Por favor, imprime sin cambios el fragmento del texto sobre el duelo tras la pandemia que empieza en "1 Sobre el tema" y termina en "ambientada en Barcelona.".

# TEXTO DE LECTURA
______
Tal vez la mejor respuesta sea afrontar el hecho, por muy doloroso que sea. Frente a la amenaza de la muerte –aunque sea ajena y no nos afecte directamente–, hay que anticiparse al duelo porque esto va a ser duro, para quienes han perdido a unos seres queridos y no han podido despedirse de ellos, pero también para los que hemos asistido a este recuento estadístico de los muertos. Eso genera un estado de soledad, no solo individual, sino universal y profundamente social. Somos seres vulnerables, como individuos y género humano. Esto es la anticipación de la muerte a la que tenemos que enfrentarnos.
Felizmente nos salvaremos la mayoría, pero nada será como antes. La pandemia va a pasar factura. De hecho lo está haciendo en algunas parejas, familias, relaciones, en las reacciones defensivas de algunos vecinos ante la vuelta a casa del personal sanitario. Pero el día después –es decir los meses después porque no habrá día preciso para empezar el trabajo de duelo–, tendremos que estar ahí más fuertes que nunca. Sí, organizaremos grandes celebraciones de reencuentro, haremos alarde de sociabilidad, acopio de regocijo, pero ojalá esto nos enseñe –y les enseñe a los políticos– a replantear muchas cosas, a pensar en un mundo mejor, no solo para rectificar los desastres del parón económico, sino para reforzar los vínculos, darle más precio a la relación con el otro y reactivar el sentido de la solidaridad que tanto se ha manifestado durante estos meses. Es la lección que tenemos que sacar de esta dura experiencia, la fuerza que hay que rescatar del ejemplo de civilidad y coraje de muchos. Resiliencia, llama el neuropsiquiatra Boris Cyrulnik a este sacar entereza de la adversidad, convertir el duelo en fuerza vital y la experiencia del dolor en capacidad de amor.
Gérard Imbert es catedrático de Comunicación audiovisual de la Universidad Carlos III de Madrid, escritor y ensayista. Sus últimas publicaciones son El zoo visual: de la televisión espectacular a la televisión especular (2003, Gedisa), El transformismo televisivo (2008, Cátedra), Cine e imaginarios sociales (2010, Cátedra) y Crisis de valores en el cine posmoderno (2019, Cátedra).
1 Sobre el tema del contagio, véanse El incidente (2007) de M. Night Shyamalan con su imaginario apocalíptico-ecológico, Contagio (2011) de Steven Soderbergh, la aparatosa Guerra mundial Z (2013) de Marc Forster y una interesante producción española, Los últimos días (2013), de Álex Pastor y David Pastor, una metáfora sobre la desocialización en el mundo de hoy, ambientada en Barcelona.
______
# INFORMACIÓN PROPORCIONADA

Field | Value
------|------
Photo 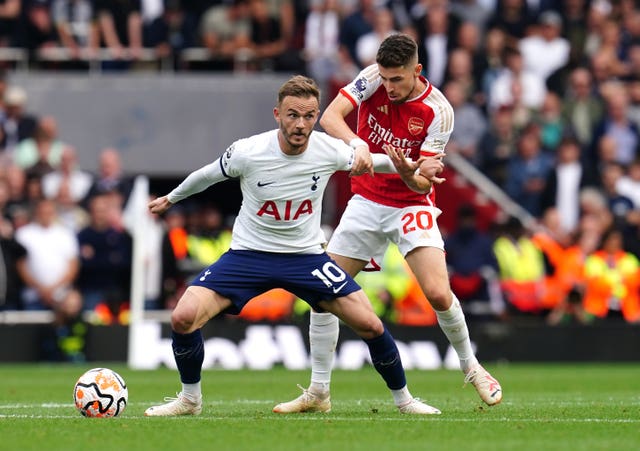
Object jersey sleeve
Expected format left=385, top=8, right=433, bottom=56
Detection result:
left=331, top=138, right=355, bottom=171
left=420, top=98, right=454, bottom=155
left=340, top=64, right=381, bottom=108
left=220, top=139, right=246, bottom=178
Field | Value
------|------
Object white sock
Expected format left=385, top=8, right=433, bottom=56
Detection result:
left=309, top=310, right=340, bottom=393
left=435, top=293, right=478, bottom=372
left=182, top=381, right=202, bottom=401
left=391, top=385, right=413, bottom=406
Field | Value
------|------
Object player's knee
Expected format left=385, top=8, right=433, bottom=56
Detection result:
left=427, top=286, right=453, bottom=311
left=171, top=309, right=194, bottom=334
left=354, top=313, right=384, bottom=340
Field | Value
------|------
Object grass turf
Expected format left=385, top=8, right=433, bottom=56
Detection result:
left=0, top=364, right=640, bottom=451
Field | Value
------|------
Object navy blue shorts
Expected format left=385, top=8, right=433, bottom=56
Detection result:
left=191, top=250, right=360, bottom=314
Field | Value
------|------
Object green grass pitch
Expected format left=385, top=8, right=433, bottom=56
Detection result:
left=0, top=364, right=640, bottom=451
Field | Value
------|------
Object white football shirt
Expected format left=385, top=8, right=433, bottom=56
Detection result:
left=220, top=130, right=354, bottom=253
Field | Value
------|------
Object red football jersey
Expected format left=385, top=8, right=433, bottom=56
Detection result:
left=340, top=64, right=453, bottom=207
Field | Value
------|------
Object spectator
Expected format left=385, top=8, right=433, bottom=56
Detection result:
left=445, top=204, right=505, bottom=319
left=478, top=106, right=517, bottom=187
left=416, top=0, right=460, bottom=88
left=445, top=48, right=486, bottom=105
left=249, top=0, right=287, bottom=71
left=489, top=48, right=547, bottom=111
left=340, top=0, right=376, bottom=68
left=474, top=28, right=507, bottom=108
left=584, top=0, right=613, bottom=58
left=356, top=7, right=398, bottom=67
left=583, top=228, right=640, bottom=324
left=626, top=77, right=640, bottom=130
left=487, top=0, right=534, bottom=45
left=518, top=11, right=570, bottom=81
left=600, top=163, right=634, bottom=229
left=78, top=195, right=132, bottom=315
left=93, top=0, right=142, bottom=70
left=450, top=0, right=492, bottom=33
left=199, top=0, right=251, bottom=70
left=42, top=145, right=93, bottom=202
left=140, top=0, right=172, bottom=58
left=504, top=122, right=553, bottom=216
left=13, top=116, right=64, bottom=172
left=51, top=0, right=99, bottom=65
left=534, top=91, right=571, bottom=152
left=563, top=67, right=605, bottom=149
left=0, top=215, right=27, bottom=311
left=547, top=221, right=602, bottom=325
left=443, top=81, right=487, bottom=166
left=4, top=164, right=27, bottom=216
left=615, top=155, right=640, bottom=210
left=19, top=0, right=57, bottom=59
left=0, top=0, right=22, bottom=47
left=446, top=22, right=490, bottom=108
left=0, top=86, right=37, bottom=157
left=560, top=0, right=588, bottom=67
left=594, top=82, right=640, bottom=166
left=15, top=199, right=83, bottom=360
left=540, top=138, right=598, bottom=233
left=52, top=178, right=89, bottom=233
left=85, top=147, right=133, bottom=205
left=304, top=0, right=341, bottom=102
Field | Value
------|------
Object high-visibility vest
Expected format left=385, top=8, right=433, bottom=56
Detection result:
left=187, top=230, right=231, bottom=266
left=583, top=251, right=640, bottom=322
left=493, top=237, right=544, bottom=282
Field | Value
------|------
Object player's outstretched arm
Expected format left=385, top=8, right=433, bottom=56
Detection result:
left=148, top=158, right=228, bottom=214
left=320, top=94, right=374, bottom=176
left=149, top=196, right=173, bottom=215
left=383, top=144, right=444, bottom=194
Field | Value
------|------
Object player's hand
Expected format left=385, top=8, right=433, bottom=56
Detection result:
left=382, top=144, right=422, bottom=180
left=349, top=144, right=373, bottom=177
left=418, top=153, right=446, bottom=185
left=148, top=196, right=173, bottom=215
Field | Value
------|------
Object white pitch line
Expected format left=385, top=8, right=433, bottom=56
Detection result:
left=0, top=414, right=640, bottom=424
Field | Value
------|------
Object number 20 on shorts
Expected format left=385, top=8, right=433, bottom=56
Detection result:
left=400, top=210, right=433, bottom=235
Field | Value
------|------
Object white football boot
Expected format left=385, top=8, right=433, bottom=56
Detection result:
left=273, top=385, right=331, bottom=413
left=464, top=365, right=502, bottom=406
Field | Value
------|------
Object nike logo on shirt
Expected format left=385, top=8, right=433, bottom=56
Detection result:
left=258, top=182, right=276, bottom=187
left=333, top=282, right=347, bottom=294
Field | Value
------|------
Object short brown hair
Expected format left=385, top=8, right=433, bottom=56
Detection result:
left=376, top=33, right=418, bottom=67
left=278, top=75, right=320, bottom=105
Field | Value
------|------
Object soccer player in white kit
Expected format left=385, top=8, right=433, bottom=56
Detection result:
left=273, top=34, right=502, bottom=413
left=145, top=76, right=442, bottom=416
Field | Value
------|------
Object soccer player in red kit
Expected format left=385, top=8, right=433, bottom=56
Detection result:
left=273, top=34, right=502, bottom=413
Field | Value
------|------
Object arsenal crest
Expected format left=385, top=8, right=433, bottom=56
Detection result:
left=407, top=117, right=424, bottom=136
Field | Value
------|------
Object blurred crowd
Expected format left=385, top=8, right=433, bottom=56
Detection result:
left=0, top=0, right=640, bottom=364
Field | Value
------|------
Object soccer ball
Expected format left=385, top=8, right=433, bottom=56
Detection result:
left=73, top=368, right=129, bottom=418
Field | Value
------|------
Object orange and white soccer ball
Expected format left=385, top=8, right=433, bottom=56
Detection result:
left=73, top=368, right=129, bottom=418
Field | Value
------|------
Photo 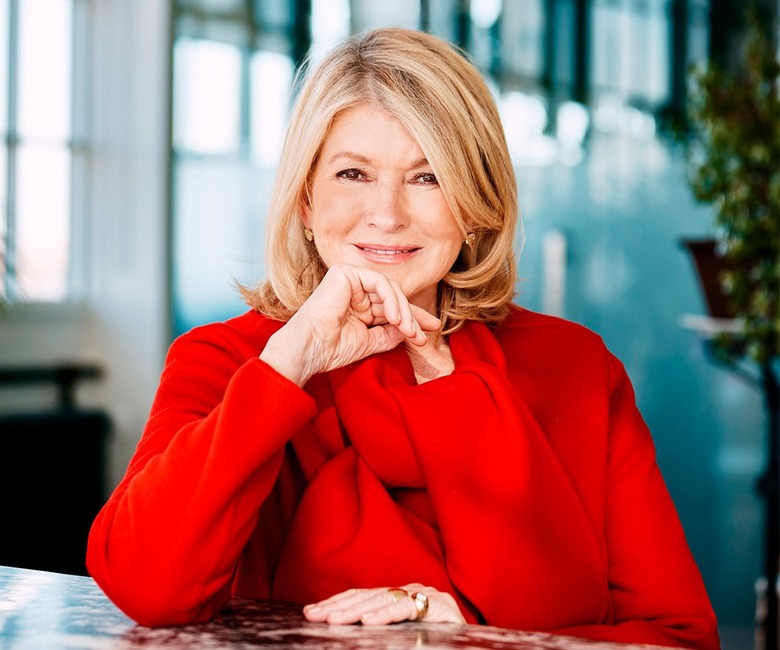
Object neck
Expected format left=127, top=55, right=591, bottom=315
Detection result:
left=406, top=332, right=455, bottom=384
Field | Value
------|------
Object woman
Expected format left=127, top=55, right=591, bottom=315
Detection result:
left=87, top=29, right=718, bottom=648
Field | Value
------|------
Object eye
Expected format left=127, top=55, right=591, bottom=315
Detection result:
left=412, top=172, right=439, bottom=185
left=336, top=168, right=367, bottom=181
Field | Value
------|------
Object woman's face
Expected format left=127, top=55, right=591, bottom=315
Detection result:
left=303, top=105, right=464, bottom=314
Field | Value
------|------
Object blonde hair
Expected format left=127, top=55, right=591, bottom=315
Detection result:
left=241, top=28, right=519, bottom=334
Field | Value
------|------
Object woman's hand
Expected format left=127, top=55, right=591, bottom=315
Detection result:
left=260, top=264, right=441, bottom=386
left=303, top=583, right=466, bottom=625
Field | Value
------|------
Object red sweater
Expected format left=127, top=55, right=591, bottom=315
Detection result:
left=87, top=309, right=718, bottom=649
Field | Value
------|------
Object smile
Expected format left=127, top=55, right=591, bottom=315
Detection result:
left=358, top=246, right=417, bottom=255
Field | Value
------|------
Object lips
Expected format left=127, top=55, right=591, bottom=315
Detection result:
left=358, top=245, right=419, bottom=255
left=355, top=244, right=422, bottom=264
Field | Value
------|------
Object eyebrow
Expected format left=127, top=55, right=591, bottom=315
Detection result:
left=328, top=151, right=429, bottom=169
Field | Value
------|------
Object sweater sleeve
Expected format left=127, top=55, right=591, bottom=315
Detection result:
left=87, top=326, right=315, bottom=626
left=557, top=355, right=720, bottom=650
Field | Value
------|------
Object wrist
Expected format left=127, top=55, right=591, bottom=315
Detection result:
left=259, top=326, right=315, bottom=386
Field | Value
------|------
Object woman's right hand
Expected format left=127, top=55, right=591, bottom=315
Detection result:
left=260, top=264, right=440, bottom=386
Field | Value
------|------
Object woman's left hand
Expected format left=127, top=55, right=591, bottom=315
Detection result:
left=303, top=583, right=466, bottom=625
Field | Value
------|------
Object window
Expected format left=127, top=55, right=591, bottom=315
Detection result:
left=0, top=0, right=86, bottom=302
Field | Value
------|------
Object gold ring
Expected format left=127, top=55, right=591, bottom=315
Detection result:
left=409, top=591, right=428, bottom=621
left=388, top=587, right=409, bottom=603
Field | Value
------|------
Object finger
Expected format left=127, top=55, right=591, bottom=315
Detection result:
left=352, top=268, right=406, bottom=325
left=303, top=589, right=373, bottom=621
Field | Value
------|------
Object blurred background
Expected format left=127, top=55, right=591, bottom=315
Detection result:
left=0, top=0, right=777, bottom=649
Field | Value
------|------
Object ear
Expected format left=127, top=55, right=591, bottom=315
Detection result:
left=298, top=187, right=311, bottom=228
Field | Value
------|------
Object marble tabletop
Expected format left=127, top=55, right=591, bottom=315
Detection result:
left=0, top=566, right=684, bottom=650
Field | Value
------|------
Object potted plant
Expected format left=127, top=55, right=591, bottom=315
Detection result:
left=683, top=14, right=780, bottom=365
left=683, top=13, right=780, bottom=648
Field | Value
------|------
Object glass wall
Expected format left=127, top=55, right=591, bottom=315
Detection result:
left=0, top=0, right=89, bottom=302
left=171, top=0, right=764, bottom=647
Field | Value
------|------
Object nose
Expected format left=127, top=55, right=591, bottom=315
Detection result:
left=366, top=181, right=409, bottom=232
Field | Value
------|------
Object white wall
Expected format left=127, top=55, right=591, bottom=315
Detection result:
left=0, top=0, right=170, bottom=489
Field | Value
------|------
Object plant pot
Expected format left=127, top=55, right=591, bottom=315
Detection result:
left=680, top=238, right=735, bottom=318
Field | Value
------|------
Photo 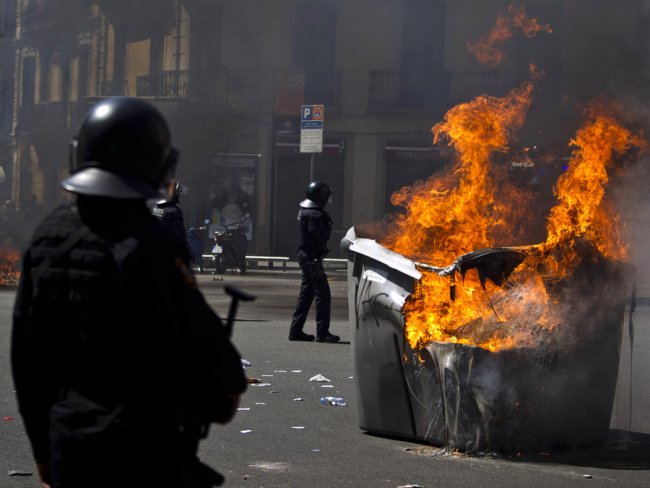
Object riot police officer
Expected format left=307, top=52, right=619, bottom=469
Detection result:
left=289, top=181, right=340, bottom=342
left=11, top=97, right=246, bottom=488
left=151, top=181, right=194, bottom=263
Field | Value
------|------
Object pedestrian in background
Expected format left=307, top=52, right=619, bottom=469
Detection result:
left=289, top=181, right=340, bottom=342
left=11, top=97, right=246, bottom=488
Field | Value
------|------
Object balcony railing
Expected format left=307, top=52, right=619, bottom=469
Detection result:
left=18, top=102, right=68, bottom=132
left=198, top=69, right=259, bottom=107
left=160, top=71, right=189, bottom=98
left=368, top=70, right=444, bottom=108
left=135, top=70, right=189, bottom=98
left=445, top=71, right=523, bottom=105
left=305, top=69, right=341, bottom=107
left=100, top=80, right=126, bottom=97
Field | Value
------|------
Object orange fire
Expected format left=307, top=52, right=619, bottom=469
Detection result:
left=467, top=5, right=553, bottom=67
left=0, top=247, right=20, bottom=286
left=382, top=92, right=646, bottom=351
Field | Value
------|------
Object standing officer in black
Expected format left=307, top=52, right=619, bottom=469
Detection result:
left=289, top=181, right=340, bottom=342
left=11, top=97, right=246, bottom=488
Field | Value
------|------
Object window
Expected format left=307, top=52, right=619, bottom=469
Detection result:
left=401, top=0, right=445, bottom=107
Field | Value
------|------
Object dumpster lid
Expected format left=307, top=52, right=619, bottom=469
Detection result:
left=343, top=227, right=422, bottom=280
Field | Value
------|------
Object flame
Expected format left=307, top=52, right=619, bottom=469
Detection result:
left=528, top=100, right=647, bottom=278
left=0, top=247, right=20, bottom=286
left=382, top=92, right=647, bottom=351
left=384, top=82, right=533, bottom=263
left=467, top=5, right=553, bottom=67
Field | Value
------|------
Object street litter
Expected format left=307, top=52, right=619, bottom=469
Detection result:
left=9, top=469, right=34, bottom=476
left=309, top=374, right=330, bottom=383
left=320, top=397, right=348, bottom=407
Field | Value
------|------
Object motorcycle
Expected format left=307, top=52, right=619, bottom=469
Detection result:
left=212, top=221, right=248, bottom=274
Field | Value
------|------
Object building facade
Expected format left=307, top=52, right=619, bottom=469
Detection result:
left=0, top=0, right=648, bottom=256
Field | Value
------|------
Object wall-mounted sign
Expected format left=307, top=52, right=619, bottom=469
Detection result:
left=300, top=105, right=325, bottom=153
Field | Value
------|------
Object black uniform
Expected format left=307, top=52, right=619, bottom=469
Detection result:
left=11, top=195, right=246, bottom=488
left=151, top=198, right=194, bottom=262
left=289, top=207, right=332, bottom=339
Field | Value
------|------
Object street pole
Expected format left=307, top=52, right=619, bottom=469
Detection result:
left=309, top=153, right=314, bottom=183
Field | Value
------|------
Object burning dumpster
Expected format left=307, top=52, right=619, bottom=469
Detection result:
left=341, top=228, right=629, bottom=452
left=341, top=67, right=647, bottom=452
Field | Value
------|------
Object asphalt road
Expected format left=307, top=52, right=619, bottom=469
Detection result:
left=0, top=273, right=650, bottom=488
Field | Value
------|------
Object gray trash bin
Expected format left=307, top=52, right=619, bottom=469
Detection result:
left=341, top=228, right=630, bottom=452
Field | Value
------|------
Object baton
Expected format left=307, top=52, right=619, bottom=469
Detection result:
left=225, top=285, right=257, bottom=337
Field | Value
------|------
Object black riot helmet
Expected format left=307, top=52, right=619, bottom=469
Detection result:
left=62, top=97, right=178, bottom=198
left=300, top=181, right=334, bottom=208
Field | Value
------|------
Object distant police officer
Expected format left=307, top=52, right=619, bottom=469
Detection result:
left=11, top=97, right=246, bottom=488
left=151, top=181, right=194, bottom=263
left=289, top=181, right=340, bottom=342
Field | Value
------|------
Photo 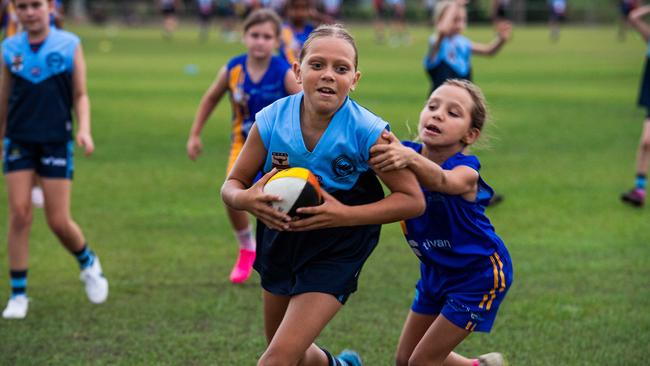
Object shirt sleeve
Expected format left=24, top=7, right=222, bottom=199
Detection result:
left=255, top=104, right=275, bottom=150
left=452, top=155, right=481, bottom=172
left=359, top=116, right=390, bottom=161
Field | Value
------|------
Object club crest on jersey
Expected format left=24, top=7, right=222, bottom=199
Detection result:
left=45, top=52, right=65, bottom=72
left=271, top=152, right=289, bottom=170
left=7, top=147, right=22, bottom=161
left=332, top=155, right=357, bottom=178
left=11, top=53, right=23, bottom=72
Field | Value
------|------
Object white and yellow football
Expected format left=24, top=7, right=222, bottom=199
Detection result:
left=264, top=168, right=323, bottom=216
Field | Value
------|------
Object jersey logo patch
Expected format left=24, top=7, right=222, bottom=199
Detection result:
left=11, top=53, right=23, bottom=72
left=332, top=155, right=356, bottom=178
left=45, top=52, right=65, bottom=72
left=271, top=152, right=289, bottom=170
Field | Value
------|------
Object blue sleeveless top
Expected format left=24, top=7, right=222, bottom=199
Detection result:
left=255, top=92, right=389, bottom=193
left=2, top=27, right=79, bottom=143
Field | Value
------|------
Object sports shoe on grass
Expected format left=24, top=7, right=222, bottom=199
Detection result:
left=2, top=295, right=29, bottom=319
left=478, top=352, right=508, bottom=366
left=230, top=249, right=255, bottom=283
left=32, top=186, right=45, bottom=208
left=79, top=257, right=108, bottom=304
left=621, top=188, right=645, bottom=207
left=336, top=349, right=363, bottom=366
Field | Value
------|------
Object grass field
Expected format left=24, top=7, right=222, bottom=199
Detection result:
left=0, top=26, right=650, bottom=366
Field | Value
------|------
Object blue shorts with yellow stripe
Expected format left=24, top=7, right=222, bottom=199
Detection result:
left=2, top=137, right=74, bottom=180
left=411, top=252, right=513, bottom=332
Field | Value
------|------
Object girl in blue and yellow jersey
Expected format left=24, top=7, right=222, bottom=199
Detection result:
left=187, top=9, right=301, bottom=283
left=621, top=5, right=650, bottom=207
left=424, top=0, right=512, bottom=92
left=370, top=80, right=513, bottom=366
left=280, top=0, right=316, bottom=65
left=0, top=0, right=108, bottom=318
left=221, top=26, right=424, bottom=366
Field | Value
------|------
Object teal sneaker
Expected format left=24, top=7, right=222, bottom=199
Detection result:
left=336, top=349, right=363, bottom=366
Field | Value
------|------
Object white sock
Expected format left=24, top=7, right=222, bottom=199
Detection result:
left=235, top=225, right=255, bottom=252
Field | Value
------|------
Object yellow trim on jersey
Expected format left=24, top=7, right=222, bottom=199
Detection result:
left=478, top=253, right=506, bottom=310
left=228, top=65, right=245, bottom=173
left=494, top=252, right=506, bottom=292
left=399, top=220, right=409, bottom=235
left=226, top=139, right=244, bottom=174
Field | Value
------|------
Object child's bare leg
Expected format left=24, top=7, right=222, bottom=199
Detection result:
left=258, top=292, right=342, bottom=366
left=409, top=316, right=472, bottom=366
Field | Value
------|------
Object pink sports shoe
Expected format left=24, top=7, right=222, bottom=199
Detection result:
left=230, top=249, right=255, bottom=283
left=621, top=188, right=645, bottom=207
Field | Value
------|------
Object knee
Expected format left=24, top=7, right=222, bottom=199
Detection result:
left=47, top=217, right=69, bottom=234
left=257, top=349, right=295, bottom=366
left=408, top=353, right=444, bottom=366
left=639, top=136, right=650, bottom=152
left=9, top=206, right=32, bottom=230
left=395, top=353, right=409, bottom=366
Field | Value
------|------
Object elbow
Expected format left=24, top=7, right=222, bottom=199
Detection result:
left=406, top=191, right=427, bottom=219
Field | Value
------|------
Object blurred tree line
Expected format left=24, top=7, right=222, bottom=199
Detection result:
left=63, top=0, right=619, bottom=23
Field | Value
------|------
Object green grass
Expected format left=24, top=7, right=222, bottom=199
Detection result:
left=0, top=26, right=650, bottom=365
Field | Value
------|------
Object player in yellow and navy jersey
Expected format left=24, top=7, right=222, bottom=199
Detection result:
left=621, top=5, right=650, bottom=207
left=187, top=9, right=301, bottom=283
left=280, top=0, right=316, bottom=65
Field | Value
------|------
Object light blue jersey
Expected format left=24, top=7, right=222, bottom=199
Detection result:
left=424, top=34, right=472, bottom=78
left=255, top=92, right=389, bottom=193
left=2, top=27, right=79, bottom=142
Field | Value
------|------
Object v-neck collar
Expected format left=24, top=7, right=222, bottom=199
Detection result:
left=291, top=92, right=350, bottom=155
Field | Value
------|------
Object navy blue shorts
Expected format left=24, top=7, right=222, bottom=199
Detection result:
left=254, top=173, right=384, bottom=304
left=411, top=252, right=513, bottom=332
left=2, top=137, right=74, bottom=180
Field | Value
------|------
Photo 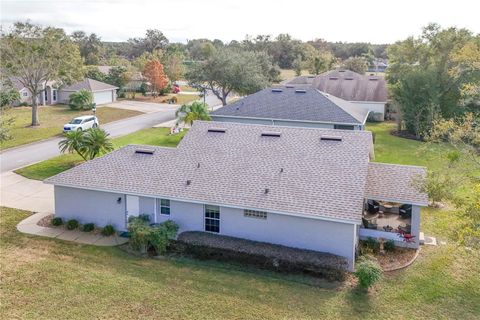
______
# RESPUESTA
1 Sobre el tema del contagio, véanse El incidente (2007) de M. Night Shyamalan con su imaginario apocalíptico-ecológico, Contagio (2011) de Steven Soderbergh, la aparatosa Guerra mundial Z (2013) de Marc Forster y una interesante producción española, Los últimos días (2013), de Álex Pastor y David Pastor, una metáfora sobre la desocialización en el mundo de hoy, ambientada en Barcelona.